TEXT BLOCK >>
Puente's 6 Conversation Modes: Which One to Use and When

Overview: Why Mode Selection Matters

Puente’s six conversation modes are not aesthetic preferences — they are distinct audio routing and interaction architectures designed for fundamentally different physical and social contexts. Choosing the wrong mode for your setting doesn’t just feel awkward; it can reduce translation quality, slow the interaction down, or require participants to behave unnaturally.

The right mode depends on three variables: how many people are involved, what hardware is available, and whether the parties are in the same physical space. This reference covers each mode in full, including its technical basis, hardware requirements, optimal conditions, and known limitations.

Mode 1: Auto-Detect

Hardware required: iPhone only
Best for: Casual one-on-one conversations, first-time users, any setting where a fully automated experience is preferred

Auto-detect is Puente’s default mode and the lowest-friction entry point. It monitors the audio input stream for silence thresholds — specifically, a pause of configurable duration (default: 0.8 seconds) — and uses that silence as the signal to trigger translation. When one party stops speaking, Puente translates what was said and delivers the output. When the other party begins speaking, Puente detects the new voice onset and begins capturing the next segment.

This mode does not require the user to press any button, tap any control, or interact with the screen at all during a conversation. It is the mode most likely to feel “invisible” to both parties, which is valuable when the goal is minimizing the technological presence in a human interaction.

Limitations: Auto-detect can be confused by background noise that mimics the amplitude profile of speech — a loud restaurant, a busy construction site, or a room with a running air conditioner. In those environments, switching to Tabletop mode (which has dedicated input buttons) or using a lapel microphone to isolate voice from ambient noise is preferable.

Mode 2: Tabletop

Hardware required: iPhone only
Best for: Structured professional interactions, medical consults, intake interviews, any setting where a phone on a desk is natural

Tabletop mode is designed for interactions where both parties are seated across from each other with the iPhone flat on a surface between them. Each party speaks toward the phone in turn; on-screen controls let either party initiate their speaking segment by tapping a large, clearly labeled button. The translated output plays from the phone’s speaker toward the other party.

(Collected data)
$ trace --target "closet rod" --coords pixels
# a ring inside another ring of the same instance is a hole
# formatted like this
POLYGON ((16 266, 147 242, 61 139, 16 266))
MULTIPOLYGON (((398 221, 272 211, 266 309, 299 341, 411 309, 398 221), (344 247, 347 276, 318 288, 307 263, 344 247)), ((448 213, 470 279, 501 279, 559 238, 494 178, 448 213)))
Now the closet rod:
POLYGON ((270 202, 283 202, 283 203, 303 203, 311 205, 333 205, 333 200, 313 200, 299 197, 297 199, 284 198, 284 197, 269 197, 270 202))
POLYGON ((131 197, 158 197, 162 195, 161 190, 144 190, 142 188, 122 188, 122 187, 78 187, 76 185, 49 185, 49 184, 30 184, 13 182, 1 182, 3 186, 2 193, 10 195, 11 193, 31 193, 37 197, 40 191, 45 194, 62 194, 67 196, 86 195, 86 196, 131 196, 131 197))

CHECK YOUR UNDERSTANDING >>
- A) Do these statements agree with the conversation-modes text? Answer yes or no for each, and quote the words that decide it.
(i) Auto-detect's default pause before translation is 0.8 seconds.
(ii) Tabletop mode needs hardware beyond an iPhone.
(iii) In auto-detect, a user must tap a control to trigger translation.
- B) Answer each question from the conversation-modes text:
(i) What three variables does the right mode depend on?
(ii) Which mode is Puente's default?
(iii) In Tabletop mode, where does the translated output play from?

PROBLEM SOLUTIONS >>
- A)
(i) Yes: "a pause of configurable duration (default: 0.8 seconds)"
(ii) No: "Hardware required: iPhone only"
(iii) No: "This mode does not require the user to press any button, tap any control, or interact with the screen at all during a conversation."

- B)
(i) How many people are involved, what hardware is available, and whether the parties are in the same physical space.
(ii) Auto-detect.
(iii) The phone's speaker, toward the other party.